»»

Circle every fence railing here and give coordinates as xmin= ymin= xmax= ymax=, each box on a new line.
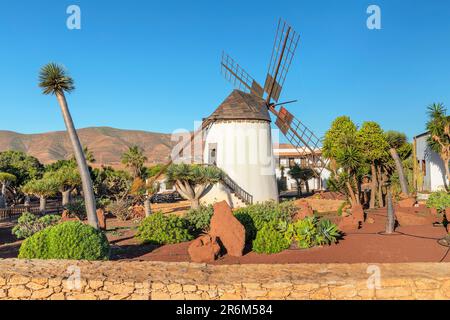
xmin=0 ymin=202 xmax=64 ymax=221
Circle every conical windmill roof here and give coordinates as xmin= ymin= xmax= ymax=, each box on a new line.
xmin=208 ymin=90 xmax=271 ymax=121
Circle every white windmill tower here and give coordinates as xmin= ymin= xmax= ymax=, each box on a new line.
xmin=151 ymin=20 xmax=326 ymax=207
xmin=203 ymin=20 xmax=325 ymax=206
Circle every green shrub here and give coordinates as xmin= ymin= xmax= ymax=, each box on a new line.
xmin=316 ymin=220 xmax=341 ymax=246
xmin=253 ymin=221 xmax=292 ymax=254
xmin=337 ymin=201 xmax=349 ymax=217
xmin=136 ymin=212 xmax=193 ymax=244
xmin=234 ymin=211 xmax=258 ymax=243
xmin=185 ymin=205 xmax=214 ymax=232
xmin=12 ymin=212 xmax=61 ymax=239
xmin=235 ymin=201 xmax=298 ymax=234
xmin=19 ymin=221 xmax=110 ymax=260
xmin=293 ymin=217 xmax=340 ymax=249
xmin=106 ymin=200 xmax=132 ymax=221
xmin=427 ymin=191 xmax=450 ymax=212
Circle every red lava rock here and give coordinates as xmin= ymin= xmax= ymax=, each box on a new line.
xmin=131 ymin=206 xmax=145 ymax=220
xmin=293 ymin=201 xmax=314 ymax=221
xmin=97 ymin=208 xmax=106 ymax=230
xmin=352 ymin=204 xmax=365 ymax=222
xmin=338 ymin=216 xmax=360 ymax=232
xmin=398 ymin=197 xmax=416 ymax=208
xmin=395 ymin=210 xmax=435 ymax=227
xmin=188 ymin=235 xmax=220 ymax=263
xmin=209 ymin=201 xmax=245 ymax=257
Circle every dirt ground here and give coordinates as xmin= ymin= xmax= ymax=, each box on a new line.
xmin=0 ymin=203 xmax=450 ymax=264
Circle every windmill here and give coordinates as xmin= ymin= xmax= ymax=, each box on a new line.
xmin=155 ymin=20 xmax=326 ymax=207
xmin=221 ymin=19 xmax=327 ymax=177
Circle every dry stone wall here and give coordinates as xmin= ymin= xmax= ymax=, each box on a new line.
xmin=0 ymin=259 xmax=450 ymax=300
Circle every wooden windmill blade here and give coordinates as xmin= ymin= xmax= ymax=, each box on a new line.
xmin=221 ymin=52 xmax=264 ymax=98
xmin=264 ymin=19 xmax=300 ymax=104
xmin=270 ymin=107 xmax=327 ymax=177
xmin=148 ymin=119 xmax=215 ymax=185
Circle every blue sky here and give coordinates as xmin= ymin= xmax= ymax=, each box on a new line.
xmin=0 ymin=0 xmax=450 ymax=138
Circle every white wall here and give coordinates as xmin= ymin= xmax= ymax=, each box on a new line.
xmin=203 ymin=121 xmax=278 ymax=203
xmin=416 ymin=135 xmax=448 ymax=191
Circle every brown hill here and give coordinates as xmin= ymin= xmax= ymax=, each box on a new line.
xmin=0 ymin=127 xmax=174 ymax=166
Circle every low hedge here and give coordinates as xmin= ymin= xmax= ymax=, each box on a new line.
xmin=136 ymin=212 xmax=194 ymax=245
xmin=19 ymin=221 xmax=110 ymax=260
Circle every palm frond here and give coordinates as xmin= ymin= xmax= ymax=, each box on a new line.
xmin=39 ymin=62 xmax=75 ymax=95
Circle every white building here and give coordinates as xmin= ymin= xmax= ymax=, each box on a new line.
xmin=413 ymin=132 xmax=448 ymax=192
xmin=202 ymin=90 xmax=278 ymax=207
xmin=273 ymin=143 xmax=330 ymax=191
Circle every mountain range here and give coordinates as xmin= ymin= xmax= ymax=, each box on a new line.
xmin=0 ymin=127 xmax=175 ymax=166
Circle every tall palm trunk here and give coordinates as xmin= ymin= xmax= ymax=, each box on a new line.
xmin=56 ymin=92 xmax=99 ymax=229
xmin=0 ymin=183 xmax=6 ymax=209
xmin=386 ymin=190 xmax=395 ymax=234
xmin=441 ymin=154 xmax=450 ymax=189
xmin=389 ymin=148 xmax=409 ymax=196
xmin=144 ymin=196 xmax=152 ymax=217
xmin=61 ymin=190 xmax=72 ymax=207
xmin=377 ymin=166 xmax=384 ymax=208
xmin=39 ymin=196 xmax=47 ymax=214
xmin=295 ymin=180 xmax=303 ymax=197
xmin=369 ymin=163 xmax=377 ymax=209
xmin=23 ymin=194 xmax=30 ymax=207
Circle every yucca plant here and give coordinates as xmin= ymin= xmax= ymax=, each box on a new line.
xmin=39 ymin=63 xmax=98 ymax=229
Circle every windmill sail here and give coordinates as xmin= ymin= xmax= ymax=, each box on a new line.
xmin=221 ymin=52 xmax=264 ymax=97
xmin=264 ymin=19 xmax=300 ymax=103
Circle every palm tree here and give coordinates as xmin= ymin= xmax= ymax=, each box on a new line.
xmin=0 ymin=172 xmax=17 ymax=209
xmin=122 ymin=146 xmax=147 ymax=179
xmin=386 ymin=131 xmax=409 ymax=196
xmin=39 ymin=63 xmax=98 ymax=229
xmin=385 ymin=188 xmax=395 ymax=234
xmin=22 ymin=178 xmax=58 ymax=214
xmin=427 ymin=103 xmax=450 ymax=186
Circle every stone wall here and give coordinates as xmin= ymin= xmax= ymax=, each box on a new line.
xmin=0 ymin=259 xmax=450 ymax=300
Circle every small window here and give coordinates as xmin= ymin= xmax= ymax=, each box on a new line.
xmin=280 ymin=158 xmax=288 ymax=167
xmin=289 ymin=158 xmax=295 ymax=167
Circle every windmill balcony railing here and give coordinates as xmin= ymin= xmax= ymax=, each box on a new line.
xmin=203 ymin=164 xmax=253 ymax=205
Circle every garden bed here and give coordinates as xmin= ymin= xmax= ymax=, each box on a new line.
xmin=0 ymin=203 xmax=450 ymax=265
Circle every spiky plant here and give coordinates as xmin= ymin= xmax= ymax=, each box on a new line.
xmin=39 ymin=63 xmax=98 ymax=229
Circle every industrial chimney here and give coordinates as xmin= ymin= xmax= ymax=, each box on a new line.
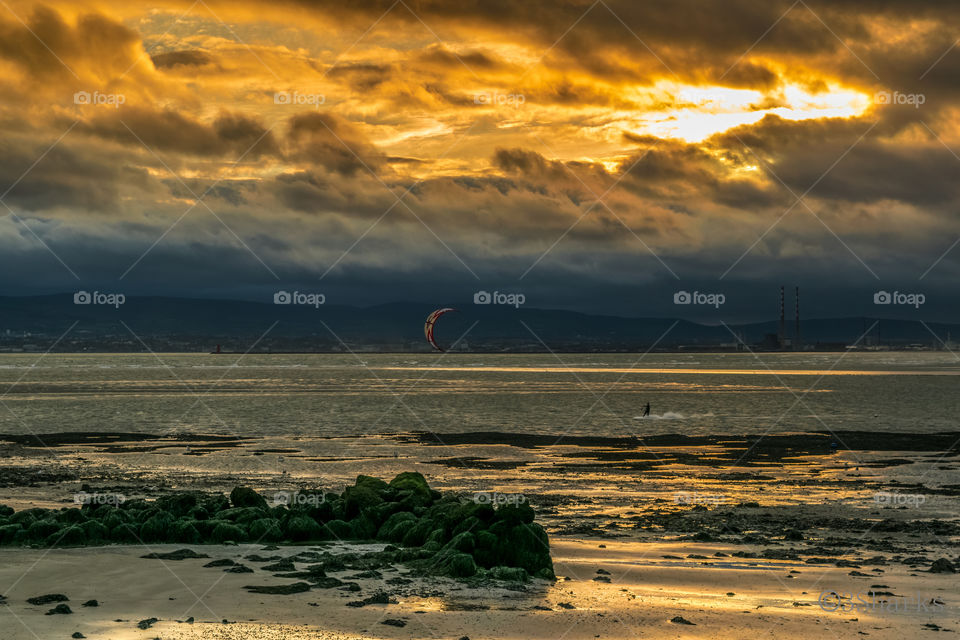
xmin=793 ymin=287 xmax=801 ymax=351
xmin=777 ymin=285 xmax=787 ymax=351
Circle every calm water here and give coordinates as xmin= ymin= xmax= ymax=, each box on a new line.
xmin=0 ymin=352 xmax=960 ymax=437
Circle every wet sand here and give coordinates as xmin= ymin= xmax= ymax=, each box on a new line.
xmin=0 ymin=432 xmax=960 ymax=640
xmin=0 ymin=539 xmax=960 ymax=640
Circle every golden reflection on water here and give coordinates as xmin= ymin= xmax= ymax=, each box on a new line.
xmin=369 ymin=367 xmax=960 ymax=376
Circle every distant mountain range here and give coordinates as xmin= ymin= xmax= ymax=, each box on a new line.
xmin=0 ymin=293 xmax=960 ymax=351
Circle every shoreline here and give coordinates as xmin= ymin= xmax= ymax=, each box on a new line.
xmin=0 ymin=539 xmax=960 ymax=640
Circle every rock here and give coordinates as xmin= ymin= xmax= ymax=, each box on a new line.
xmin=210 ymin=522 xmax=247 ymax=544
xmin=203 ymin=558 xmax=237 ymax=569
xmin=27 ymin=593 xmax=70 ymax=606
xmin=44 ymin=604 xmax=73 ymax=616
xmin=490 ymin=567 xmax=529 ymax=582
xmin=287 ymin=516 xmax=323 ymax=542
xmin=140 ymin=511 xmax=173 ymax=543
xmin=230 ymin=487 xmax=268 ymax=511
xmin=156 ymin=493 xmax=199 ymax=518
xmin=249 ymin=518 xmax=283 ymax=542
xmin=380 ymin=618 xmax=407 ymax=627
xmin=390 ymin=471 xmax=433 ymax=501
xmin=223 ymin=564 xmax=253 ymax=573
xmin=140 ymin=549 xmax=210 ymax=560
xmin=927 ymin=558 xmax=957 ymax=573
xmin=347 ymin=591 xmax=397 ymax=607
xmin=260 ymin=558 xmax=297 ymax=572
xmin=244 ymin=582 xmax=311 ymax=596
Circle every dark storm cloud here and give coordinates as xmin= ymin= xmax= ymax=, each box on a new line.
xmin=79 ymin=106 xmax=279 ymax=158
xmin=0 ymin=134 xmax=150 ymax=215
xmin=150 ymin=49 xmax=216 ymax=69
xmin=287 ymin=113 xmax=386 ymax=174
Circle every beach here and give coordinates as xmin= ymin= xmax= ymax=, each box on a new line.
xmin=0 ymin=352 xmax=960 ymax=640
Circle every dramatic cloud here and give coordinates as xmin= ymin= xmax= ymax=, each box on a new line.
xmin=0 ymin=0 xmax=960 ymax=314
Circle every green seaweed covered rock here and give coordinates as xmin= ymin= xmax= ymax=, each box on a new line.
xmin=230 ymin=487 xmax=267 ymax=510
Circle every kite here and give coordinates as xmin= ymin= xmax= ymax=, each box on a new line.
xmin=423 ymin=307 xmax=456 ymax=351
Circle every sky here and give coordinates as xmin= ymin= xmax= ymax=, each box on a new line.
xmin=0 ymin=0 xmax=960 ymax=321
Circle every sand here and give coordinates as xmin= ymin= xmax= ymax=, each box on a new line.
xmin=0 ymin=538 xmax=960 ymax=640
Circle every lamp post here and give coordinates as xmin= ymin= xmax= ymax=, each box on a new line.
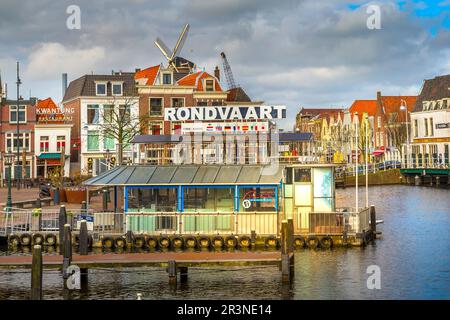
xmin=400 ymin=99 xmax=410 ymax=168
xmin=3 ymin=150 xmax=14 ymax=211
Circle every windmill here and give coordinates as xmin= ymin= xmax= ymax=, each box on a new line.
xmin=155 ymin=23 xmax=194 ymax=72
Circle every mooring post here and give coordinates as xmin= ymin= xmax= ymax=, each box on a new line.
xmin=59 ymin=205 xmax=67 ymax=255
xmin=178 ymin=267 xmax=188 ymax=283
xmin=370 ymin=205 xmax=377 ymax=238
xmin=62 ymin=224 xmax=72 ymax=289
xmin=167 ymin=260 xmax=177 ymax=285
xmin=31 ymin=245 xmax=42 ymax=300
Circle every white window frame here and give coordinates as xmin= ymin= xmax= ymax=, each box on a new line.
xmin=95 ymin=81 xmax=108 ymax=97
xmin=9 ymin=104 xmax=27 ymax=123
xmin=111 ymin=81 xmax=123 ymax=96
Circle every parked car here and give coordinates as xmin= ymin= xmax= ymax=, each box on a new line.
xmin=378 ymin=160 xmax=402 ymax=170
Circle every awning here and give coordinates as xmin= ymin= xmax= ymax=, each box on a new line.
xmin=38 ymin=152 xmax=69 ymax=160
xmin=83 ymin=165 xmax=284 ymax=186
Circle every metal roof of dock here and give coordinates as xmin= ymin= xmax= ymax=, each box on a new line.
xmin=83 ymin=164 xmax=284 ymax=186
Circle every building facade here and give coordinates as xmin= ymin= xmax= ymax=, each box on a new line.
xmin=410 ymin=75 xmax=450 ymax=168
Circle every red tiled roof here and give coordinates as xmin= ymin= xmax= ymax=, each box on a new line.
xmin=134 ymin=65 xmax=161 ymax=86
xmin=178 ymin=71 xmax=222 ymax=91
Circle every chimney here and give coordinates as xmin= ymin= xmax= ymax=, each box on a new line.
xmin=61 ymin=73 xmax=67 ymax=100
xmin=214 ymin=66 xmax=220 ymax=81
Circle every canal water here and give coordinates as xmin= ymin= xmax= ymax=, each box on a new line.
xmin=0 ymin=186 xmax=450 ymax=300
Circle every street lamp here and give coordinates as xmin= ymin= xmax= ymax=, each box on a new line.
xmin=400 ymin=99 xmax=410 ymax=168
xmin=3 ymin=149 xmax=14 ymax=211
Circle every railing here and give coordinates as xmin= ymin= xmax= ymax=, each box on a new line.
xmin=126 ymin=212 xmax=279 ymax=235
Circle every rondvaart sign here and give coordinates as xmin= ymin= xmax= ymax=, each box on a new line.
xmin=164 ymin=106 xmax=286 ymax=121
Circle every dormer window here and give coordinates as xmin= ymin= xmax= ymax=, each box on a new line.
xmin=205 ymin=79 xmax=214 ymax=91
xmin=95 ymin=82 xmax=106 ymax=96
xmin=163 ymin=73 xmax=172 ymax=84
xmin=112 ymin=82 xmax=123 ymax=96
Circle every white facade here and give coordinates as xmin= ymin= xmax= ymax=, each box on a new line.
xmin=34 ymin=124 xmax=72 ymax=178
xmin=80 ymin=96 xmax=139 ymax=175
xmin=404 ymin=109 xmax=450 ymax=167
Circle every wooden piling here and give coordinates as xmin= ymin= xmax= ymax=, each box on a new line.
xmin=62 ymin=224 xmax=72 ymax=289
xmin=30 ymin=245 xmax=42 ymax=300
xmin=167 ymin=260 xmax=177 ymax=285
xmin=178 ymin=267 xmax=188 ymax=283
xmin=59 ymin=205 xmax=67 ymax=255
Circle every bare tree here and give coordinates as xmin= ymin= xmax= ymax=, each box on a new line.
xmin=99 ymin=98 xmax=148 ymax=165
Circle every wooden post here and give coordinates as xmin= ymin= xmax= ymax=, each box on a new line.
xmin=178 ymin=267 xmax=188 ymax=283
xmin=59 ymin=205 xmax=67 ymax=255
xmin=370 ymin=205 xmax=377 ymax=237
xmin=62 ymin=224 xmax=72 ymax=289
xmin=167 ymin=260 xmax=177 ymax=285
xmin=31 ymin=245 xmax=42 ymax=300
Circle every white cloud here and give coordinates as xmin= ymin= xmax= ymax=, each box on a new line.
xmin=25 ymin=42 xmax=105 ymax=80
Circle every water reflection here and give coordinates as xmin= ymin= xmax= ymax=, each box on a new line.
xmin=0 ymin=186 xmax=450 ymax=299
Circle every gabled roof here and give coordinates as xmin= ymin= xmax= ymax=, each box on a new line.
xmin=178 ymin=71 xmax=222 ymax=91
xmin=414 ymin=74 xmax=450 ymax=111
xmin=134 ymin=65 xmax=161 ymax=86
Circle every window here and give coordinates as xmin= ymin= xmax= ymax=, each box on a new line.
xmin=39 ymin=136 xmax=49 ymax=152
xmin=95 ymin=83 xmax=106 ymax=96
xmin=56 ymin=136 xmax=66 ymax=152
xmin=112 ymin=83 xmax=122 ymax=96
xmin=88 ymin=130 xmax=99 ymax=151
xmin=150 ymin=98 xmax=162 ymax=116
xmin=9 ymin=105 xmax=27 ymax=123
xmin=294 ymin=168 xmax=311 ymax=182
xmin=163 ymin=73 xmax=172 ymax=84
xmin=103 ymin=135 xmax=115 ymax=150
xmin=430 ymin=118 xmax=434 ymax=136
xmin=149 ymin=122 xmax=163 ymax=135
xmin=414 ymin=119 xmax=419 ymax=138
xmin=172 ymin=98 xmax=184 ymax=108
xmin=87 ymin=104 xmax=99 ymax=124
xmin=103 ymin=104 xmax=114 ymax=123
xmin=205 ymin=80 xmax=214 ymax=91
xmin=6 ymin=132 xmax=30 ymax=151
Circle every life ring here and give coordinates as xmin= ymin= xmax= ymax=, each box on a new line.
xmin=158 ymin=236 xmax=171 ymax=249
xmin=238 ymin=236 xmax=252 ymax=248
xmin=114 ymin=236 xmax=127 ymax=249
xmin=33 ymin=233 xmax=44 ymax=246
xmin=319 ymin=236 xmax=333 ymax=249
xmin=184 ymin=236 xmax=197 ymax=249
xmin=294 ymin=236 xmax=306 ymax=249
xmin=20 ymin=233 xmax=31 ymax=246
xmin=172 ymin=236 xmax=184 ymax=249
xmin=225 ymin=236 xmax=237 ymax=249
xmin=212 ymin=236 xmax=225 ymax=249
xmin=102 ymin=237 xmax=114 ymax=249
xmin=198 ymin=236 xmax=211 ymax=249
xmin=45 ymin=233 xmax=56 ymax=246
xmin=8 ymin=234 xmax=20 ymax=247
xmin=146 ymin=237 xmax=158 ymax=249
xmin=133 ymin=236 xmax=145 ymax=248
xmin=306 ymin=236 xmax=319 ymax=249
xmin=264 ymin=236 xmax=278 ymax=248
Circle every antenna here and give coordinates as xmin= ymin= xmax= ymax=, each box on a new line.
xmin=220 ymin=52 xmax=236 ymax=90
xmin=155 ymin=23 xmax=189 ymax=72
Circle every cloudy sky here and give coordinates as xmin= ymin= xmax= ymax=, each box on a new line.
xmin=0 ymin=0 xmax=450 ymax=129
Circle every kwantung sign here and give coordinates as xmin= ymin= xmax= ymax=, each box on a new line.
xmin=164 ymin=106 xmax=286 ymax=121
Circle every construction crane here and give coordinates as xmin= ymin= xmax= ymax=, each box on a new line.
xmin=220 ymin=52 xmax=237 ymax=90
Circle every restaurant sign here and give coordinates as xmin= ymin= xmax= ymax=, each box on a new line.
xmin=164 ymin=106 xmax=286 ymax=121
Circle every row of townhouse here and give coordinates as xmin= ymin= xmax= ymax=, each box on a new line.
xmin=0 ymin=74 xmax=72 ymax=181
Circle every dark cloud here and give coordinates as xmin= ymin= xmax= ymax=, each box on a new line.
xmin=0 ymin=0 xmax=450 ymax=126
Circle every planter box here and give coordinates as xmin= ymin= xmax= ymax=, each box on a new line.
xmin=65 ymin=189 xmax=87 ymax=204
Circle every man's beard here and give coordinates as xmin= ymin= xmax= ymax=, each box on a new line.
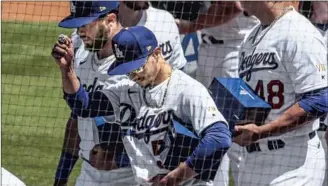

««

= Problem to solve =
Could you rescale the listing starting at the line containing "Circle every brown" and ending at the line containing "xmin=0 ymin=127 xmax=174 ymax=166", with both of those lines included? Reproduce those lines alone, keeping the request wording unchanged, and multiply each bounding box coordinate in the answer by 2.5, rounding to whole numbers with halves rounded up.

= Exercise answer =
Circle every brown hill here and give coordinates as xmin= ymin= xmax= ymax=, each box on a new line.
xmin=0 ymin=318 xmax=435 ymax=415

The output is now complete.